EXERCISE OBJECTIVE – Reproduce every one of the following items verbatim, leaving all characters unchanged.

Bounding box annotation entries
<<<<
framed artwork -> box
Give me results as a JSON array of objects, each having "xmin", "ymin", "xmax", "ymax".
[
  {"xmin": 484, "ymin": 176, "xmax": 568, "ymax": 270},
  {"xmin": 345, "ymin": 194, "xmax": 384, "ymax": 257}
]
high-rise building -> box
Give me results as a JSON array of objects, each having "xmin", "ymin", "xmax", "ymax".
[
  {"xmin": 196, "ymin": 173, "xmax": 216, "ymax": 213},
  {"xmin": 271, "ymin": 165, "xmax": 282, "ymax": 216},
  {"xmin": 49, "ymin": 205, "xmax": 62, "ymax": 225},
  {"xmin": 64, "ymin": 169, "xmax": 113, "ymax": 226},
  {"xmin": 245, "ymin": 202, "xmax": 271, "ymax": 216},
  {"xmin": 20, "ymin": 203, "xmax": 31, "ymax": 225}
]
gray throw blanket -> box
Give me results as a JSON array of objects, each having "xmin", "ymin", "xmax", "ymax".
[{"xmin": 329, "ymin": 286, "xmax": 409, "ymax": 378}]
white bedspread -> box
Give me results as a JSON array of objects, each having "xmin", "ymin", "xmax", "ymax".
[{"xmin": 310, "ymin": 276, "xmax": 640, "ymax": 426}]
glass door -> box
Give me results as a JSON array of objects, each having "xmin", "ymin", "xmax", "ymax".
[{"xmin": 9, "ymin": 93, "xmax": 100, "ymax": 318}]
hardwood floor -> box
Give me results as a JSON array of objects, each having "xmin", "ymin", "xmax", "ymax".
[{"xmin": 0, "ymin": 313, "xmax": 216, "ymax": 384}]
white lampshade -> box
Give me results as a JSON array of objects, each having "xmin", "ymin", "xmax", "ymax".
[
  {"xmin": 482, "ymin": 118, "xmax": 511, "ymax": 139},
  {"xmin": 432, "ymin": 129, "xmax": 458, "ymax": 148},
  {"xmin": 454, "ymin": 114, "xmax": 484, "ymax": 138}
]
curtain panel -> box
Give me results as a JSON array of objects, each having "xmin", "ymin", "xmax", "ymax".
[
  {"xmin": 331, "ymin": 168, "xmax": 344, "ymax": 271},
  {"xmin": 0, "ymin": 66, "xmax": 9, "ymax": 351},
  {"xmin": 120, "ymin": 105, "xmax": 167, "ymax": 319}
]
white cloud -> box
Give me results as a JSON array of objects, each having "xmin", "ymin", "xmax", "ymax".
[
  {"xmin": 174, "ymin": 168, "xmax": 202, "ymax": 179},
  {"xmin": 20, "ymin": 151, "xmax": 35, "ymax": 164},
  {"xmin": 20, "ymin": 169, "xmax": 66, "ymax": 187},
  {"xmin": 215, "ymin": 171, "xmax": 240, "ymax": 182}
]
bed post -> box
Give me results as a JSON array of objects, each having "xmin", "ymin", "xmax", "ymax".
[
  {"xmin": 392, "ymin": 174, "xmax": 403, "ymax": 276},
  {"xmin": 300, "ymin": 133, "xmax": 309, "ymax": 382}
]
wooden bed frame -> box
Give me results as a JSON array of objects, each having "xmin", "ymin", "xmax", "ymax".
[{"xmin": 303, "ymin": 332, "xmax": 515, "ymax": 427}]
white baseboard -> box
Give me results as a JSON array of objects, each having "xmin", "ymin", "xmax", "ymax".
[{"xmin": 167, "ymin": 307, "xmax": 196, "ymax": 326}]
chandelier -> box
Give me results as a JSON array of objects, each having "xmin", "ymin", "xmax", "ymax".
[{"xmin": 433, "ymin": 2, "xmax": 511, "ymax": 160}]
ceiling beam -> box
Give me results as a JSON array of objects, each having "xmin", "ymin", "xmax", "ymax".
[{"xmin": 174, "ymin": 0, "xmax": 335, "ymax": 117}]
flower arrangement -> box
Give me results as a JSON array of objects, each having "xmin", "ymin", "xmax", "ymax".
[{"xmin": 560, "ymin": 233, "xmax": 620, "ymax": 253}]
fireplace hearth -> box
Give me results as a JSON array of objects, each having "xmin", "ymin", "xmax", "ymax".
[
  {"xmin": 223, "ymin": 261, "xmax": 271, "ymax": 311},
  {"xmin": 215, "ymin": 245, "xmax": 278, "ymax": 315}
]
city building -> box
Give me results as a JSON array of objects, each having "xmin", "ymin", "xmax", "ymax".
>>>>
SOLUTION TO THIS EXERCISE –
framed artwork -> box
Give me results as a JSON array of objects, each having "xmin", "ymin", "xmax", "ymax".
[
  {"xmin": 484, "ymin": 176, "xmax": 568, "ymax": 270},
  {"xmin": 345, "ymin": 194, "xmax": 384, "ymax": 257}
]
high-rise building -> box
Give me results as a JSON array of objects, each having "xmin", "ymin", "xmax", "ymax".
[
  {"xmin": 196, "ymin": 173, "xmax": 216, "ymax": 213},
  {"xmin": 271, "ymin": 165, "xmax": 282, "ymax": 216},
  {"xmin": 49, "ymin": 205, "xmax": 62, "ymax": 225},
  {"xmin": 64, "ymin": 169, "xmax": 113, "ymax": 226},
  {"xmin": 245, "ymin": 202, "xmax": 271, "ymax": 216},
  {"xmin": 20, "ymin": 203, "xmax": 31, "ymax": 225}
]
gray throw blanket -> box
Give me results as a JSON array of objects, each having "xmin", "ymin", "xmax", "ymax".
[{"xmin": 329, "ymin": 286, "xmax": 409, "ymax": 378}]
white bedspread -> box
Give me results as a JSON array of objects, each having "xmin", "ymin", "xmax", "ymax".
[{"xmin": 310, "ymin": 276, "xmax": 640, "ymax": 426}]
glass door -> box
Give me results as a JSON array of objects, each having "xmin", "ymin", "xmax", "ymax".
[{"xmin": 9, "ymin": 93, "xmax": 100, "ymax": 318}]
hardwood floor -> box
Give me results as a JSON array of objects, each having "xmin", "ymin", "xmax", "ymax".
[{"xmin": 0, "ymin": 313, "xmax": 216, "ymax": 384}]
white lampshade -> box
Give me results as a JSON array of objects, each having "xmin", "ymin", "xmax", "ymax".
[
  {"xmin": 482, "ymin": 118, "xmax": 511, "ymax": 139},
  {"xmin": 432, "ymin": 129, "xmax": 458, "ymax": 148},
  {"xmin": 454, "ymin": 114, "xmax": 484, "ymax": 138}
]
curtain panel -> box
Give me results as a JSON array of objects, each having "xmin", "ymin", "xmax", "ymax".
[
  {"xmin": 331, "ymin": 168, "xmax": 344, "ymax": 271},
  {"xmin": 0, "ymin": 66, "xmax": 9, "ymax": 351},
  {"xmin": 120, "ymin": 105, "xmax": 167, "ymax": 319}
]
white cloud -> box
Give me results as a JSON array of objects, each having "xmin", "ymin", "xmax", "ymax".
[
  {"xmin": 174, "ymin": 168, "xmax": 202, "ymax": 179},
  {"xmin": 20, "ymin": 151, "xmax": 35, "ymax": 164},
  {"xmin": 20, "ymin": 169, "xmax": 66, "ymax": 187},
  {"xmin": 215, "ymin": 171, "xmax": 240, "ymax": 182}
]
bed post -> box
Give me results as a JSON array of objects, each having "xmin", "ymin", "xmax", "ymax".
[
  {"xmin": 392, "ymin": 174, "xmax": 403, "ymax": 276},
  {"xmin": 300, "ymin": 133, "xmax": 309, "ymax": 382}
]
wooden bed frame -> box
Give me results as a JSON array of objects, each having "xmin", "ymin", "xmax", "ymax".
[{"xmin": 303, "ymin": 332, "xmax": 515, "ymax": 427}]
white baseboard -> box
Give me results as a JSON array of objects, each having "xmin", "ymin", "xmax", "ymax".
[{"xmin": 167, "ymin": 307, "xmax": 196, "ymax": 326}]
chandelier -> box
Give me results as a JSON array of objects, each having "xmin", "ymin", "xmax", "ymax".
[{"xmin": 433, "ymin": 2, "xmax": 511, "ymax": 160}]
ceiling beam -> box
Give me results as a JSON array of objects, each having "xmin", "ymin", "xmax", "ymax".
[{"xmin": 174, "ymin": 0, "xmax": 335, "ymax": 117}]
flower arrangement -> box
Give me results as a JSON array of objects, each having "xmin", "ymin", "xmax", "ymax".
[{"xmin": 560, "ymin": 233, "xmax": 620, "ymax": 253}]
fireplace hearth -> box
Give me results as a JSON array of objects, each having "xmin", "ymin", "xmax", "ymax".
[
  {"xmin": 223, "ymin": 261, "xmax": 271, "ymax": 311},
  {"xmin": 215, "ymin": 245, "xmax": 278, "ymax": 315}
]
city building -> box
Give me results as a JSON array of objects, each having "xmin", "ymin", "xmax", "ymax".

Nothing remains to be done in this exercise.